* BEGIN *
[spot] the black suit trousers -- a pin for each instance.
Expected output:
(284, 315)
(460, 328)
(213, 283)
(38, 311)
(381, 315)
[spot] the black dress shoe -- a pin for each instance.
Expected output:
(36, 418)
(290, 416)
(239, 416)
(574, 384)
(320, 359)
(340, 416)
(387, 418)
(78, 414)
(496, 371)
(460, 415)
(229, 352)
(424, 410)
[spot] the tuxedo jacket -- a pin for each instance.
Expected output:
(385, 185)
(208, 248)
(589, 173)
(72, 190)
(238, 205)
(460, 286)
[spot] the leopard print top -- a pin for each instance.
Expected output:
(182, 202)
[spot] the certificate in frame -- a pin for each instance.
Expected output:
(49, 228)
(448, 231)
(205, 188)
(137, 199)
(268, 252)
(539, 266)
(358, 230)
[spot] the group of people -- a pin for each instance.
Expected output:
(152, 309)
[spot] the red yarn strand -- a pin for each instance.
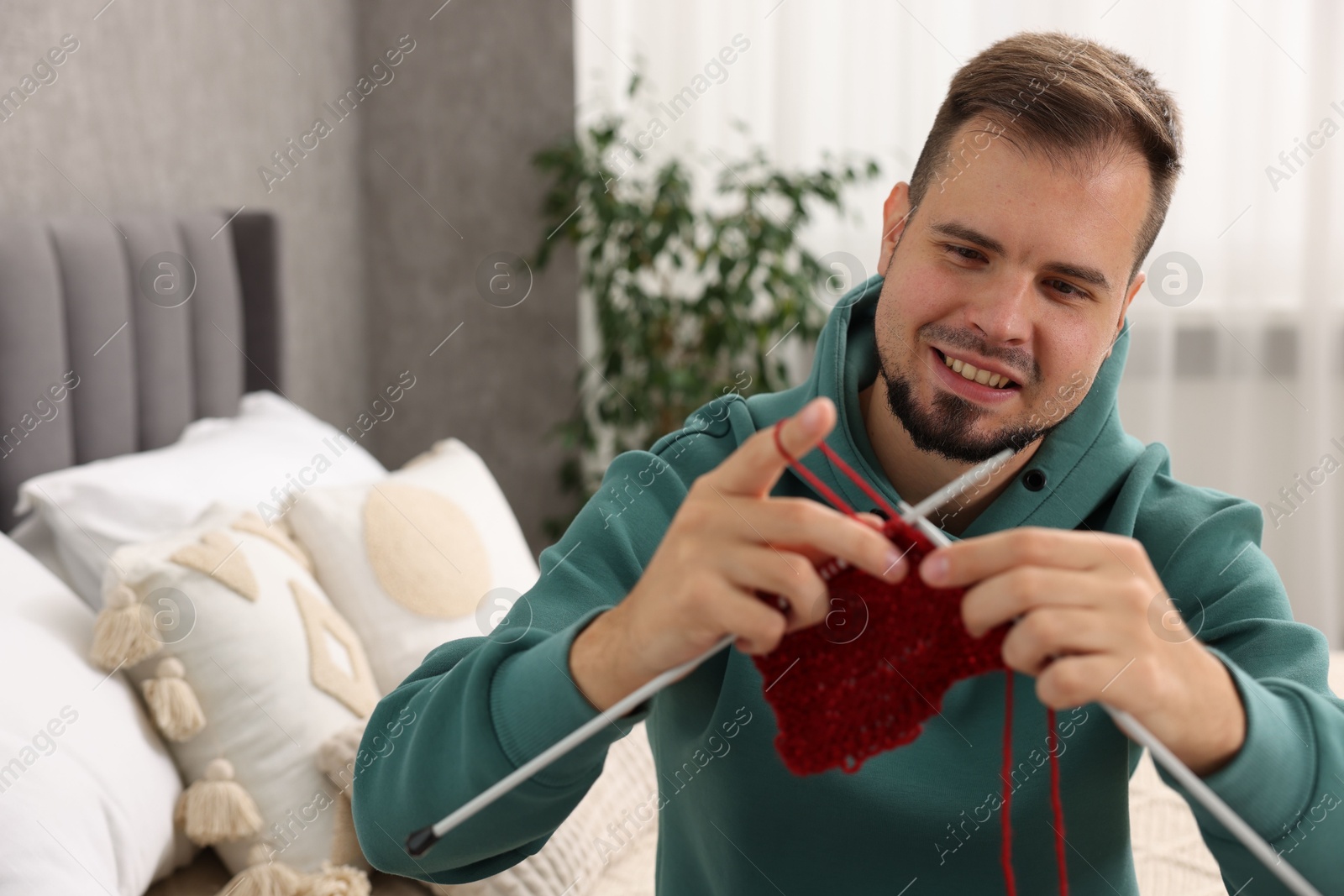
* END *
Problem to work on:
Rewrite the records with every "a pin" changed to "a marker", leaving everything else unchanged. Leave the pictures out of your answer.

Task answer:
[spot] the black suit trousers -- a marker for each instance.
Expected output:
(284, 315)
(460, 328)
(213, 283)
(38, 311)
(381, 315)
[spot] the black dress shoe -- a marker for each instance.
Expected output:
(36, 418)
(290, 416)
(239, 416)
(574, 384)
(320, 359)
(340, 416)
(387, 418)
(78, 414)
(496, 371)
(460, 415)
(229, 352)
(424, 410)
[spot] the tuxedo jacket -- a marker for each instance.
Expected output:
(385, 185)
(208, 248)
(589, 173)
(72, 190)
(238, 205)
(460, 286)
[spot] the leopard print top -- a marker for each instance.
Expected output:
(182, 202)
[spot] the certificate in frame -- a marker for each instance.
Expected output:
(49, 228)
(448, 231)
(205, 188)
(137, 199)
(268, 252)
(539, 266)
(358, 230)
[spot] the group of people -- a marker for each instance.
Expected output:
(152, 309)
[spot] the red yarn strand -- a marker for each instance.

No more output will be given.